• Excerpt from a dataset
-- begin --

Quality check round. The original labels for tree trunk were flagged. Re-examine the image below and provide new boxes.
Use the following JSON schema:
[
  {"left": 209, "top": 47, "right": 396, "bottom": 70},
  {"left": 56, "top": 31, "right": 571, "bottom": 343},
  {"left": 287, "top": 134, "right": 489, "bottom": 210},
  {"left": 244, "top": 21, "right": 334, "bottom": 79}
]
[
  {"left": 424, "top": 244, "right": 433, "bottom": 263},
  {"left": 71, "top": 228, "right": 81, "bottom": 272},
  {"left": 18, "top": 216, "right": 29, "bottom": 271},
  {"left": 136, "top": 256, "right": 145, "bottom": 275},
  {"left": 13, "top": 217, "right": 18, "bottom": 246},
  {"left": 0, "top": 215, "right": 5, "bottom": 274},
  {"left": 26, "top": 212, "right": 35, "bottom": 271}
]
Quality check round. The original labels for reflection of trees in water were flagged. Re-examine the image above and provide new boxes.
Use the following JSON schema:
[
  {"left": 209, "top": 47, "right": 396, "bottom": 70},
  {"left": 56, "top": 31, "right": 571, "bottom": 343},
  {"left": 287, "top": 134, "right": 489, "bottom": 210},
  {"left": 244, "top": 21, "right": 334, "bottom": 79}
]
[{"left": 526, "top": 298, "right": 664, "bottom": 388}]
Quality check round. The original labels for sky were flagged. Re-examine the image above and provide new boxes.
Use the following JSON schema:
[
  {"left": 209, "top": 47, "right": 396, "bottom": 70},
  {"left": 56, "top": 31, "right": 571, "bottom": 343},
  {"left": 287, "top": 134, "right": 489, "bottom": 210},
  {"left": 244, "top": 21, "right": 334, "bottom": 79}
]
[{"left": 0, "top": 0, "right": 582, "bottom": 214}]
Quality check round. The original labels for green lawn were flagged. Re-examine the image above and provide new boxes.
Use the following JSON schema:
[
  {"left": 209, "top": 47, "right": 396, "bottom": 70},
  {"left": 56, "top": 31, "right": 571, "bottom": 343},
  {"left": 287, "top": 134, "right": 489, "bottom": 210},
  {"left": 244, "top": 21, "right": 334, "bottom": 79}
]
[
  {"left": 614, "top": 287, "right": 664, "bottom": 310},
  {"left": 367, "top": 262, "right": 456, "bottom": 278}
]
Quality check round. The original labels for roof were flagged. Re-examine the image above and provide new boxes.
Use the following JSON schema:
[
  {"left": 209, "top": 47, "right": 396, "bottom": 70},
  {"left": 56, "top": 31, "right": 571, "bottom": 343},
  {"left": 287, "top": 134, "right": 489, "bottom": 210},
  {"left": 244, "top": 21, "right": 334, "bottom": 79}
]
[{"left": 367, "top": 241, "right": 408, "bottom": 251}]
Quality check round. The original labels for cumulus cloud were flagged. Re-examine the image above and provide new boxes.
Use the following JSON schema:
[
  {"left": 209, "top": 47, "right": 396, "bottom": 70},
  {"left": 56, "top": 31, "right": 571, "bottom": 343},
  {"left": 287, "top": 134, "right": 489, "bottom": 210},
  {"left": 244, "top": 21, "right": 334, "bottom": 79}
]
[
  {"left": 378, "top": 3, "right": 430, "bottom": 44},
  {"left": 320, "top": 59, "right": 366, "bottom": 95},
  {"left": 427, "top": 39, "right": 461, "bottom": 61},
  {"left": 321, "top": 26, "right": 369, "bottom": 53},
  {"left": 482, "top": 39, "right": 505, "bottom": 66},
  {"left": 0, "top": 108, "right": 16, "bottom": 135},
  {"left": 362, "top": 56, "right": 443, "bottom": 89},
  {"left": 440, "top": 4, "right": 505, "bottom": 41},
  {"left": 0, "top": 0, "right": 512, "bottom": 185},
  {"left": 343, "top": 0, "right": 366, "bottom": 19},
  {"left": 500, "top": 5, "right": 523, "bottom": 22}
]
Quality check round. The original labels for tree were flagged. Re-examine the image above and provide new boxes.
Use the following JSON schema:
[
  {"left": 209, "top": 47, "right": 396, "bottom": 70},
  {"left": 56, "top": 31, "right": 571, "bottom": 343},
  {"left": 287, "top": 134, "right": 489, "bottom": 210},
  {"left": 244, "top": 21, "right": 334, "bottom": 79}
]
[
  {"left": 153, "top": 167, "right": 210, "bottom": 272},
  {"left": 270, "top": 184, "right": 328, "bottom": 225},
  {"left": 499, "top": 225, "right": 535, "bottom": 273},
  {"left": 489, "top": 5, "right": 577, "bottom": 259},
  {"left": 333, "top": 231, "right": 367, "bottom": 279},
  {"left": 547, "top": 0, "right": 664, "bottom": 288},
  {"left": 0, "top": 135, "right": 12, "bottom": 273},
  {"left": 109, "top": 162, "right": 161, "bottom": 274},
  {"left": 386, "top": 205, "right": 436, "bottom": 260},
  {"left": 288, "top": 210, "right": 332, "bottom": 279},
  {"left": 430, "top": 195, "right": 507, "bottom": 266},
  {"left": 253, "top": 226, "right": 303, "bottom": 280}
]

-- end --

• What is being asked
Reproduce the data above verbatim, from the first line to the last.

• Full output
Quality check round. The original labels for tree trunk were flagged. Re-examine the image below and provide new boxes.
Use the following JSON schema:
[
  {"left": 209, "top": 47, "right": 396, "bottom": 70},
  {"left": 56, "top": 31, "right": 571, "bottom": 343},
  {"left": 287, "top": 134, "right": 489, "bottom": 210},
  {"left": 244, "top": 21, "right": 334, "bottom": 79}
]
[
  {"left": 424, "top": 244, "right": 433, "bottom": 263},
  {"left": 71, "top": 228, "right": 81, "bottom": 272},
  {"left": 18, "top": 216, "right": 29, "bottom": 271},
  {"left": 136, "top": 256, "right": 145, "bottom": 275},
  {"left": 13, "top": 217, "right": 18, "bottom": 246},
  {"left": 0, "top": 215, "right": 5, "bottom": 274},
  {"left": 26, "top": 212, "right": 35, "bottom": 271}
]
Quality check round. The original labels for reflection of trees in water were flagged. Re-examine the image above and provide new boxes.
Use the following JSON schema:
[
  {"left": 209, "top": 47, "right": 396, "bottom": 70},
  {"left": 56, "top": 31, "right": 571, "bottom": 343},
  {"left": 287, "top": 134, "right": 489, "bottom": 210},
  {"left": 244, "top": 21, "right": 334, "bottom": 79}
]
[{"left": 526, "top": 298, "right": 664, "bottom": 388}]
Quality check round. The original labels for sky were flagged. Re-examine the image above and provide new boxes.
Use the following JSON schema:
[
  {"left": 209, "top": 47, "right": 396, "bottom": 70},
  {"left": 56, "top": 31, "right": 571, "bottom": 343},
  {"left": 287, "top": 134, "right": 489, "bottom": 210},
  {"left": 244, "top": 21, "right": 334, "bottom": 79}
]
[{"left": 0, "top": 0, "right": 582, "bottom": 214}]
Quality check round. The original labels for green lawn were flagged. Re-examine the image above and provide new boxes.
Use the following JSON schema:
[
  {"left": 209, "top": 47, "right": 396, "bottom": 70},
  {"left": 56, "top": 31, "right": 571, "bottom": 343},
  {"left": 287, "top": 134, "right": 489, "bottom": 210},
  {"left": 244, "top": 21, "right": 334, "bottom": 79}
]
[
  {"left": 614, "top": 287, "right": 664, "bottom": 310},
  {"left": 367, "top": 262, "right": 456, "bottom": 278}
]
Quality check round. The original labels for roof were flagged. Re-examine the image above and provide new boxes.
Use the following JSON schema:
[
  {"left": 209, "top": 47, "right": 396, "bottom": 70},
  {"left": 56, "top": 31, "right": 571, "bottom": 343},
  {"left": 287, "top": 134, "right": 489, "bottom": 210},
  {"left": 244, "top": 21, "right": 334, "bottom": 79}
]
[{"left": 367, "top": 241, "right": 408, "bottom": 251}]
Quality check round. The original labels for cumulus cloud were flagged. Re-examine the image above and provide new boxes.
Use the following JSON schema:
[
  {"left": 209, "top": 47, "right": 396, "bottom": 70},
  {"left": 56, "top": 31, "right": 571, "bottom": 343},
  {"left": 287, "top": 134, "right": 489, "bottom": 210},
  {"left": 244, "top": 21, "right": 334, "bottom": 79}
]
[
  {"left": 378, "top": 3, "right": 430, "bottom": 44},
  {"left": 320, "top": 59, "right": 366, "bottom": 95},
  {"left": 427, "top": 39, "right": 461, "bottom": 61},
  {"left": 321, "top": 26, "right": 369, "bottom": 53},
  {"left": 482, "top": 39, "right": 505, "bottom": 66},
  {"left": 0, "top": 108, "right": 16, "bottom": 135},
  {"left": 362, "top": 56, "right": 443, "bottom": 89},
  {"left": 440, "top": 4, "right": 505, "bottom": 41},
  {"left": 0, "top": 0, "right": 512, "bottom": 185},
  {"left": 343, "top": 0, "right": 366, "bottom": 19},
  {"left": 500, "top": 5, "right": 523, "bottom": 22}
]
Quality check round. The original labels for tree were flagged. Re-examine the image above and provide new boxes.
Use the following JSON schema:
[
  {"left": 209, "top": 47, "right": 396, "bottom": 70},
  {"left": 56, "top": 31, "right": 571, "bottom": 343},
  {"left": 287, "top": 134, "right": 489, "bottom": 210},
  {"left": 244, "top": 21, "right": 334, "bottom": 79}
]
[
  {"left": 153, "top": 167, "right": 210, "bottom": 272},
  {"left": 270, "top": 184, "right": 328, "bottom": 225},
  {"left": 499, "top": 225, "right": 535, "bottom": 273},
  {"left": 489, "top": 5, "right": 577, "bottom": 259},
  {"left": 333, "top": 231, "right": 367, "bottom": 279},
  {"left": 547, "top": 0, "right": 664, "bottom": 288},
  {"left": 0, "top": 135, "right": 12, "bottom": 273},
  {"left": 109, "top": 162, "right": 161, "bottom": 274},
  {"left": 386, "top": 205, "right": 436, "bottom": 260},
  {"left": 288, "top": 210, "right": 332, "bottom": 279},
  {"left": 430, "top": 195, "right": 507, "bottom": 266},
  {"left": 253, "top": 226, "right": 303, "bottom": 280}
]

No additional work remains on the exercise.